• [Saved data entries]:
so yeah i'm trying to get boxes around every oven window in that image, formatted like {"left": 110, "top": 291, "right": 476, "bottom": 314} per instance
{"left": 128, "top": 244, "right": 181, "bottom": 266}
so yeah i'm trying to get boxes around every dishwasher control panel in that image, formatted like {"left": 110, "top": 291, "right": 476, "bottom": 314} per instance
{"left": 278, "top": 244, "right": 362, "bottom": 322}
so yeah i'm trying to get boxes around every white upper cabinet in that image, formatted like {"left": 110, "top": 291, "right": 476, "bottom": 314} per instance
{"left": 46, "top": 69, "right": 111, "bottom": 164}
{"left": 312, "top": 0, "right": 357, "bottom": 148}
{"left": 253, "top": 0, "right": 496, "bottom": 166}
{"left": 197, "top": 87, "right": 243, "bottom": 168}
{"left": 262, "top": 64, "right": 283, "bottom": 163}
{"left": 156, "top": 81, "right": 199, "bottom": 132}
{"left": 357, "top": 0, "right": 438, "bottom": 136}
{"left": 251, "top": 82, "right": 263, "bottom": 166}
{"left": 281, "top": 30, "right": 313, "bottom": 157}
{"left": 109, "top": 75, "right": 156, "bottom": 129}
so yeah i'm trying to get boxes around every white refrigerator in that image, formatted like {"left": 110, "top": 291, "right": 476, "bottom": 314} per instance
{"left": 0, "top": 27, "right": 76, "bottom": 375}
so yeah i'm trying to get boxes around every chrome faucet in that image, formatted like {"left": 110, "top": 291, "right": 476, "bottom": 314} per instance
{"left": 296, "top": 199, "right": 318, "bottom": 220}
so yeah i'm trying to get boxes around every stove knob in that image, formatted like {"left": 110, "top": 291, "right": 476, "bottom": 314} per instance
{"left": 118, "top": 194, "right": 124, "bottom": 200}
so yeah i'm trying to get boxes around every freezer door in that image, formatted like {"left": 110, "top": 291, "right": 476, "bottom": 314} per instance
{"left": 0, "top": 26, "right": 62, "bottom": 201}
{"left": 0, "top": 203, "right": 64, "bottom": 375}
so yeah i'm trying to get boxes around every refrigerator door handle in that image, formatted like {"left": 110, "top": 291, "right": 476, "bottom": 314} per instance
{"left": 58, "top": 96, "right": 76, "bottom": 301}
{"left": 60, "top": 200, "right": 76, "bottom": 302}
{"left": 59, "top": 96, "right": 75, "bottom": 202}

• [What needs to be done]: Exactly as shown, give every record again.

• [Response area]:
so yeah i'm trying to get boxes around every oven window in that image, formatted like {"left": 110, "top": 291, "right": 476, "bottom": 314} per instance
{"left": 128, "top": 244, "right": 181, "bottom": 266}
so yeah i'm trying to get boxes around every dishwasher control panel in that image, formatted like {"left": 110, "top": 291, "right": 476, "bottom": 314} per instance
{"left": 278, "top": 244, "right": 362, "bottom": 322}
so yeah i'm trying to get boxes around every white upper cabinet in that image, formatted like {"left": 110, "top": 291, "right": 476, "bottom": 314} per instance
{"left": 46, "top": 69, "right": 111, "bottom": 164}
{"left": 312, "top": 0, "right": 357, "bottom": 148}
{"left": 253, "top": 0, "right": 496, "bottom": 166}
{"left": 197, "top": 87, "right": 243, "bottom": 168}
{"left": 262, "top": 64, "right": 283, "bottom": 163}
{"left": 156, "top": 81, "right": 199, "bottom": 132}
{"left": 357, "top": 0, "right": 438, "bottom": 136}
{"left": 251, "top": 82, "right": 263, "bottom": 166}
{"left": 281, "top": 30, "right": 313, "bottom": 157}
{"left": 109, "top": 75, "right": 156, "bottom": 129}
so yeah i'm trying to get boxes around every white refrigerator in that image, formatted like {"left": 110, "top": 291, "right": 476, "bottom": 314} per instance
{"left": 0, "top": 27, "right": 76, "bottom": 375}
so yeah i'm trying to get boxes around every chrome faucet in that image, formatted like {"left": 110, "top": 291, "right": 476, "bottom": 314} per instance
{"left": 296, "top": 199, "right": 318, "bottom": 220}
so yeah i'm trying to get boxes around every stove knob in that image, formatted like {"left": 110, "top": 291, "right": 476, "bottom": 314} per instance
{"left": 118, "top": 194, "right": 124, "bottom": 200}
so yeah i'm trying to get boxes around every freezer door in that image, formatted like {"left": 110, "top": 291, "right": 476, "bottom": 314} per instance
{"left": 0, "top": 26, "right": 62, "bottom": 201}
{"left": 0, "top": 203, "right": 64, "bottom": 375}
so yeah i'm trying to get boxes around every refrigerator door handle in that image, formatted like {"left": 110, "top": 291, "right": 476, "bottom": 314} per instance
{"left": 58, "top": 96, "right": 76, "bottom": 301}
{"left": 60, "top": 200, "right": 76, "bottom": 302}
{"left": 59, "top": 96, "right": 75, "bottom": 202}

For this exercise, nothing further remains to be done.